● PROBLEM: Exactly as written, give again the line with "Each instance receives one keypoint. Mark the white signboard" and all subsequent lines through the end of the records.

● TASK INPUT:
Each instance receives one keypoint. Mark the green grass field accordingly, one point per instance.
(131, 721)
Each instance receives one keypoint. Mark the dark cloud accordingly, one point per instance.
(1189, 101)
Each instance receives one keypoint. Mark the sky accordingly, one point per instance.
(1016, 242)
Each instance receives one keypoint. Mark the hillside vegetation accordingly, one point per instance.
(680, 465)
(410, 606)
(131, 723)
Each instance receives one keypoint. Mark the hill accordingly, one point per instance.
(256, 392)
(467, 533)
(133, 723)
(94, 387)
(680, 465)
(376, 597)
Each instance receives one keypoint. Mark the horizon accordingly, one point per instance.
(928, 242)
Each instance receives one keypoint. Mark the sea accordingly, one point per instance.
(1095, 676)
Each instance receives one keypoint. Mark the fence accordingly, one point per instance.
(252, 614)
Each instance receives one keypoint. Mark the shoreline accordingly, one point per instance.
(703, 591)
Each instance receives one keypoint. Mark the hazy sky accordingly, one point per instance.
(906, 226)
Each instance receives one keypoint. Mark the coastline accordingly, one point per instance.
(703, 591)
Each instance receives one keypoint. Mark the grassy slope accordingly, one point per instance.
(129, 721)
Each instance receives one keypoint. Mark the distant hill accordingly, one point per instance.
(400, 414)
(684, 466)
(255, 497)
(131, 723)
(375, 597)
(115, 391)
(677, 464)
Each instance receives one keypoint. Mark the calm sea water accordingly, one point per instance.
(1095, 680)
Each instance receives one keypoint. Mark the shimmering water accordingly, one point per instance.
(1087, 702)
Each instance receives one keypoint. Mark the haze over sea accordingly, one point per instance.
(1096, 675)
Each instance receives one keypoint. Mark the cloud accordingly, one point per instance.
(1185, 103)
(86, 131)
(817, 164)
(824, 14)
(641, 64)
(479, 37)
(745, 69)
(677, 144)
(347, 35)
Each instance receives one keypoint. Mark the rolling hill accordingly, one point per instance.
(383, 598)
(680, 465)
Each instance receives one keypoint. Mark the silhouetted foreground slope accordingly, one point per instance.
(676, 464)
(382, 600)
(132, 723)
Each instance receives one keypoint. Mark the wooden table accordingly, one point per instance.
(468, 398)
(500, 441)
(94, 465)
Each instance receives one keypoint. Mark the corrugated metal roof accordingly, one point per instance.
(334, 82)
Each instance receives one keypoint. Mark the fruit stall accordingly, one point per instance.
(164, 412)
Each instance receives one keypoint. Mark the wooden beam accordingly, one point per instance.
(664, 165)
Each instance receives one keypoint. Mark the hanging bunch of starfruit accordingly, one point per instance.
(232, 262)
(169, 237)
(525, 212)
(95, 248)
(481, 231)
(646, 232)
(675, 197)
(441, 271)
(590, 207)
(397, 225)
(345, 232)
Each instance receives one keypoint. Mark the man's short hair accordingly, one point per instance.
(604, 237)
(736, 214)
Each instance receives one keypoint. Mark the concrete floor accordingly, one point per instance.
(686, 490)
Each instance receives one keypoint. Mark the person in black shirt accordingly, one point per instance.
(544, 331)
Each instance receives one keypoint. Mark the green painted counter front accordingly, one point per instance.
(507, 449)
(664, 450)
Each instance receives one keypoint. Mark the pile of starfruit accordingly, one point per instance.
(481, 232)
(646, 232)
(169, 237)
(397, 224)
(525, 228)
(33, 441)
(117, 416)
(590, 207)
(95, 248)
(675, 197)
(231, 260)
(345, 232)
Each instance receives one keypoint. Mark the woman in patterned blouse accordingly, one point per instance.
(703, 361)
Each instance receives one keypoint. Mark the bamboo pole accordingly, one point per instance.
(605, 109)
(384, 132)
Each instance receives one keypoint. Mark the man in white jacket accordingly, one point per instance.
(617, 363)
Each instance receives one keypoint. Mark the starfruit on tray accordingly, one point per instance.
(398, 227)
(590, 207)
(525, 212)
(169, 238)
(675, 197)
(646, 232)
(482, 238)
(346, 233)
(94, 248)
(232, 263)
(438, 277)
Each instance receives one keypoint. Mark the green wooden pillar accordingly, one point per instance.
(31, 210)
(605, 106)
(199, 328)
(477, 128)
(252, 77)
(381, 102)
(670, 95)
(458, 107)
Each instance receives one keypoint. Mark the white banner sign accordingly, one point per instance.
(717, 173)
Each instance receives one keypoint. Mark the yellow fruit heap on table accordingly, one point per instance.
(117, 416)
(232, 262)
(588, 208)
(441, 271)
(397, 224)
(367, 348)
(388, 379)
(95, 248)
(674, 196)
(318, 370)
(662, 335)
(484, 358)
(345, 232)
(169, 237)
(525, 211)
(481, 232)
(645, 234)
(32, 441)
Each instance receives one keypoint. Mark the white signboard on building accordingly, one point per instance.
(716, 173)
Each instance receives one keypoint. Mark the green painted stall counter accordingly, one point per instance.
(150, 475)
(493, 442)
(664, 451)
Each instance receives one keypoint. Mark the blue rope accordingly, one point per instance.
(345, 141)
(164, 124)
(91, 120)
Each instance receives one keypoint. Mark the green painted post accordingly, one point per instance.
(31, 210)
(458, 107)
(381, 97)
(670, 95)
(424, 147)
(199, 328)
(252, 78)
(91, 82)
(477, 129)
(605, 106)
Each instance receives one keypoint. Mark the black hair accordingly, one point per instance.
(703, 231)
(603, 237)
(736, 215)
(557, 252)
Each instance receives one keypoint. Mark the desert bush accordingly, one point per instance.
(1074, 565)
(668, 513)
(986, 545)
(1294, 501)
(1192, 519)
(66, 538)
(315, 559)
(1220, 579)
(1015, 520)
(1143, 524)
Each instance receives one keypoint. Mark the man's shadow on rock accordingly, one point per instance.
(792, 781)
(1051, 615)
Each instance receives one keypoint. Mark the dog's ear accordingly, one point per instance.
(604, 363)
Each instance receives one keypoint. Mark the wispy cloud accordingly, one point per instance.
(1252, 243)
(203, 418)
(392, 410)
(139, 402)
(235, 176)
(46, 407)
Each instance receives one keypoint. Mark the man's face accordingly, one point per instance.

● EXERCISE OUTPUT:
Each instance receives one keypoint. Mark the white signboard on building accordingly, one point per instance.
(716, 173)
Each instance receives one keypoint. Mark the green painted stall counter accordingly, one point per instance.
(150, 475)
(493, 442)
(664, 451)
Each instance receives one keypoint. Mark the blue rope accordingly, one point per instance.
(345, 141)
(164, 124)
(91, 120)
Each instance receives one keypoint. Mark the green painted post accordingly, one point per instance.
(31, 210)
(458, 107)
(381, 97)
(670, 95)
(424, 147)
(199, 328)
(252, 78)
(91, 82)
(477, 129)
(605, 106)
Each instance receives one keypoint. Mark the black hair accordingly, one point per instance.
(703, 231)
(603, 237)
(736, 215)
(557, 252)
Each instance receives one keypoint. Mark the desert bush accordingly, one point per instance.
(1074, 565)
(668, 513)
(986, 545)
(1294, 501)
(1192, 519)
(66, 538)
(315, 559)
(1220, 579)
(1015, 520)
(1143, 524)
Each instance receives one keypoint. Mark the man's shadow on rock accordingly, one point per instance.
(792, 781)
(1051, 615)
Each instance receives one keypoint. Mark the dog's ear accordingly, one point per instance.
(604, 363)
Each instance receives one keypoint. Mark the wispy cloud accordingly, one point per instance.
(1252, 243)
(203, 418)
(392, 410)
(139, 402)
(235, 176)
(46, 407)
Each instance receives one keypoint. Mark the man's face accordingly, one point per instance.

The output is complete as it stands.